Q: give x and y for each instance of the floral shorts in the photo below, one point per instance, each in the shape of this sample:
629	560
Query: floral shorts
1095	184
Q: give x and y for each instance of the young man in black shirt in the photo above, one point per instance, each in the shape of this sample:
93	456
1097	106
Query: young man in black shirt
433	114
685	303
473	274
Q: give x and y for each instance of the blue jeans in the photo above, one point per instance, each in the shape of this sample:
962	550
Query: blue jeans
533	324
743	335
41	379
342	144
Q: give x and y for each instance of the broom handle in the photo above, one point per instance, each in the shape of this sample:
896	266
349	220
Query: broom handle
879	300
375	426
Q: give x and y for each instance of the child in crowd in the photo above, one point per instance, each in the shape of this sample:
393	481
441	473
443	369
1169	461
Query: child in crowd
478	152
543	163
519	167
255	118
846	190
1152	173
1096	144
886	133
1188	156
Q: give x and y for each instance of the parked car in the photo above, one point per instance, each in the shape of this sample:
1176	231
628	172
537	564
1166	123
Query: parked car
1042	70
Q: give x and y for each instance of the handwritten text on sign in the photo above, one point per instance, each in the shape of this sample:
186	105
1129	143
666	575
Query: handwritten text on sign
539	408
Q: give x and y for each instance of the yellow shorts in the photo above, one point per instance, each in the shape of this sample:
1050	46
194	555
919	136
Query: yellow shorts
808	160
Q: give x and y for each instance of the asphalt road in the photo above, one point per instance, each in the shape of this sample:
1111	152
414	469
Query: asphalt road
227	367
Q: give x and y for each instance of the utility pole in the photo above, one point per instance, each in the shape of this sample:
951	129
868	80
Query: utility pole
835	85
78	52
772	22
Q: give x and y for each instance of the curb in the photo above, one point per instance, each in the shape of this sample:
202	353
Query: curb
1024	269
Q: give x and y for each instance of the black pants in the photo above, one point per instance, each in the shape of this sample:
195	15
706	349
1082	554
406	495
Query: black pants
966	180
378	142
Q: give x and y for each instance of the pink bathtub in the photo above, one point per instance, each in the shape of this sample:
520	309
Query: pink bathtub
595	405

────

» SHORT PROBLEM
Rewrite the part of the data that opens with the line containing "Q: give x and y for each instance of the pink" and runs through the end of the data, both ends included and requests kept in place. Multiply every answer coordinate by 1.15 and round to whole numbers, halves up, leaving the requests and their format samples unchanged.

» SOLUTION
Q: give x and y for each instance of the pink bathtub in the photo above, one point per instance, each in the shape of this sample:
520	309
Query: pink bathtub
684	466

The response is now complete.